### Short exercise
Count the lines in the material below that contain the string "above", matching case exactly. Give only the number.
* * *
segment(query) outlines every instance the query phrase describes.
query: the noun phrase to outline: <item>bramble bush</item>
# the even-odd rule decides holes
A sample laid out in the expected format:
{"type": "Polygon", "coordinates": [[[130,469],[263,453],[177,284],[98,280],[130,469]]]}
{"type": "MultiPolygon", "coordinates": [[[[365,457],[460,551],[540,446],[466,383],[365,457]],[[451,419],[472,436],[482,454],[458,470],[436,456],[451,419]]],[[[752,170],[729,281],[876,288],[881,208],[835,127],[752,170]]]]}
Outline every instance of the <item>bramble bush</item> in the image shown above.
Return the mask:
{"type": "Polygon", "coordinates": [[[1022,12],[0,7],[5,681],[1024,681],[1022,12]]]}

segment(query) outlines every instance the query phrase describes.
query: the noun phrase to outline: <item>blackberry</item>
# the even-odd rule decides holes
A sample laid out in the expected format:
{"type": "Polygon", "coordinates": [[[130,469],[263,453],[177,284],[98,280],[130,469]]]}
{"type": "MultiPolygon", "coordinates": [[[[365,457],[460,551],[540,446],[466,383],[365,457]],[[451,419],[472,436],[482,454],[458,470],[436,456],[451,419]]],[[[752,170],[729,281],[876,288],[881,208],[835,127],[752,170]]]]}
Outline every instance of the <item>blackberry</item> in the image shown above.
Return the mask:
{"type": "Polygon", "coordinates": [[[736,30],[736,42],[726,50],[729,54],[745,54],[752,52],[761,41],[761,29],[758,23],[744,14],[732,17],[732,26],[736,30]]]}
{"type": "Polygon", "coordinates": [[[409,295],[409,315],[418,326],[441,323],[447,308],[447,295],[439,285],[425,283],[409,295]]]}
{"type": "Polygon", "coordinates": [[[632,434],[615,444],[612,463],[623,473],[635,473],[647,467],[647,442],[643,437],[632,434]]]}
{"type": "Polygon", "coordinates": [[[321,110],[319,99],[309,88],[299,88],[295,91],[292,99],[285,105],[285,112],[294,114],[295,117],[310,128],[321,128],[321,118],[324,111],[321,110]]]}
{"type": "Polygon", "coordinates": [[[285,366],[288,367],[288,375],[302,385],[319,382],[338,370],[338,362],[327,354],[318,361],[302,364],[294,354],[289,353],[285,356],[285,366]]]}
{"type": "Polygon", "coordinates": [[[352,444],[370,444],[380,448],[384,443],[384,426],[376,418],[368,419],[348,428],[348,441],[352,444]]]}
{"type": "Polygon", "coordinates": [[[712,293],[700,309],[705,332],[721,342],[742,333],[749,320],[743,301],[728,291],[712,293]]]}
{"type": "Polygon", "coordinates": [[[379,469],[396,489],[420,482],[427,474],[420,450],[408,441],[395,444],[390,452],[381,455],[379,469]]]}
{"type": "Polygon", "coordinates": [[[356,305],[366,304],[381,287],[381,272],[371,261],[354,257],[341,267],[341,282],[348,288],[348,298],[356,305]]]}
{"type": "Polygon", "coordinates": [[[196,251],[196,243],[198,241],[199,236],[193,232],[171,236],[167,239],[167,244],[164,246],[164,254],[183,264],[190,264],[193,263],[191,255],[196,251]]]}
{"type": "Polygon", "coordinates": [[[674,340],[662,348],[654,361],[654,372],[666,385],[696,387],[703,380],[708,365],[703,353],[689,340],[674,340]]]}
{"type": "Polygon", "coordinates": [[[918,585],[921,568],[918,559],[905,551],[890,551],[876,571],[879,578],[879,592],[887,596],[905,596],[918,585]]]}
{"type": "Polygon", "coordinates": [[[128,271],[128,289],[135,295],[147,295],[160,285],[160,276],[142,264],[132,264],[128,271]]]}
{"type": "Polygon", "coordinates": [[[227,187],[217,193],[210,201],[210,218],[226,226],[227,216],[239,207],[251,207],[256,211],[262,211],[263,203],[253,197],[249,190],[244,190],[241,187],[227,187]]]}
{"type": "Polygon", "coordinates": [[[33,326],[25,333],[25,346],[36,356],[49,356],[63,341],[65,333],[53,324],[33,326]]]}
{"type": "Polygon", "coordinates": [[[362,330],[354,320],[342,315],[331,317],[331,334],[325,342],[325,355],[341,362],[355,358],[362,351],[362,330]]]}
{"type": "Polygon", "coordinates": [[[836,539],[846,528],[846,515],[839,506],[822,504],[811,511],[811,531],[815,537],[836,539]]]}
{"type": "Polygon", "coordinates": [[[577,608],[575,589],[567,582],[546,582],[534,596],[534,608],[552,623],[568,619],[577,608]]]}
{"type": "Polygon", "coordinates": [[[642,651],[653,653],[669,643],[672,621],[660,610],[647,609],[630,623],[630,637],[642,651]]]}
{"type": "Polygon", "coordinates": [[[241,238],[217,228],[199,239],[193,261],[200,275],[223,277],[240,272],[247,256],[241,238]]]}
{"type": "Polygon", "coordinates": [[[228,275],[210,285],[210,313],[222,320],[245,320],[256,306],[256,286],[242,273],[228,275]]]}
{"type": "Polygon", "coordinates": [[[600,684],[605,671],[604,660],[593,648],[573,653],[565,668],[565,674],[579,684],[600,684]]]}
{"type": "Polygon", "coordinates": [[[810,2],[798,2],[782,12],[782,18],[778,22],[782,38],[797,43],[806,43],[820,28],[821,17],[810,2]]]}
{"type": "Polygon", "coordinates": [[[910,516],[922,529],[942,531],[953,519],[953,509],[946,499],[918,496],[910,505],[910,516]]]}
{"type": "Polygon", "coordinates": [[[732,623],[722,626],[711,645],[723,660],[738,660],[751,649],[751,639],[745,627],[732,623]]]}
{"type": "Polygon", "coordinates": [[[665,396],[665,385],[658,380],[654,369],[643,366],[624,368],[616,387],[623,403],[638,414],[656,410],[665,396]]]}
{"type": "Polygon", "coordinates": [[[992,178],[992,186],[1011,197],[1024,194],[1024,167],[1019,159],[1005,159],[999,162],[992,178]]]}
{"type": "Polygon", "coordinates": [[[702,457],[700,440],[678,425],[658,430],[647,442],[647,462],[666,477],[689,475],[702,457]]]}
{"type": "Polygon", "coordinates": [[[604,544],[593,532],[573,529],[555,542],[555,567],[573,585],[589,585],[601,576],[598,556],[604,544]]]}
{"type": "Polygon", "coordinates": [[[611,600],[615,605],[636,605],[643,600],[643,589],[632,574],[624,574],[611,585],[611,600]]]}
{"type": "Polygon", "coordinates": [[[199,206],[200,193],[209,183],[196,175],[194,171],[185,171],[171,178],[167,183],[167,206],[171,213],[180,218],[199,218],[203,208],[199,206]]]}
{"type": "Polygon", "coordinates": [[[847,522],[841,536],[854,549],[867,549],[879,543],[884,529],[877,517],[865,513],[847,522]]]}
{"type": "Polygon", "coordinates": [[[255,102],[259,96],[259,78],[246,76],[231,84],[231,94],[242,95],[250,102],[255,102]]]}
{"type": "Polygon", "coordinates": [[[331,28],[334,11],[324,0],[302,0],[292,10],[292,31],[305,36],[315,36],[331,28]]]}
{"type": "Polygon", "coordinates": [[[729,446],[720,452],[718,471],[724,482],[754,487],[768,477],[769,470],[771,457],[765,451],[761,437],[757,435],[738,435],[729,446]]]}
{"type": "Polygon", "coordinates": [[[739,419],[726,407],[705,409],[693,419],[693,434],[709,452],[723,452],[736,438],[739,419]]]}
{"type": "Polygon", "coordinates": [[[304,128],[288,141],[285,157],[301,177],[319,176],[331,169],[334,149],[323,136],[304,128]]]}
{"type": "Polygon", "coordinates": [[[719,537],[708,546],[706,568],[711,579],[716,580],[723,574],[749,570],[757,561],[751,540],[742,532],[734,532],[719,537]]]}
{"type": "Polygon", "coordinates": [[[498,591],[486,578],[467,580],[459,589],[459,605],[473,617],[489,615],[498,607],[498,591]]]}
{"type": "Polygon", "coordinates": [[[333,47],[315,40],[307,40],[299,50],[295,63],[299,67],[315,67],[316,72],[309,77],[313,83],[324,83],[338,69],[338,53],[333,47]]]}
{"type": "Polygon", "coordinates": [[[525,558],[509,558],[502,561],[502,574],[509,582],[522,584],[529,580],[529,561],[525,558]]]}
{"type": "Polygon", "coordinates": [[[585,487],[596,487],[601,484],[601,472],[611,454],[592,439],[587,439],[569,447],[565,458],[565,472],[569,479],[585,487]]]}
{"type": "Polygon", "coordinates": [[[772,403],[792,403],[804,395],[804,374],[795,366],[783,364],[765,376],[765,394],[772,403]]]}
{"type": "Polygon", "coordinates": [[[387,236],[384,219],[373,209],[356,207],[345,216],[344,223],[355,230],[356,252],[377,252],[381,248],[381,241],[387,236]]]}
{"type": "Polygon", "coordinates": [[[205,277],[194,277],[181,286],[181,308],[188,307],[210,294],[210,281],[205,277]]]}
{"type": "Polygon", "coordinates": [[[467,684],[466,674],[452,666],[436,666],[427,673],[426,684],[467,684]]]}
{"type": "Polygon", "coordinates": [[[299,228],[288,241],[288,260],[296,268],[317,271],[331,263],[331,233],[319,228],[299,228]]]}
* * *
### Solution to this problem
2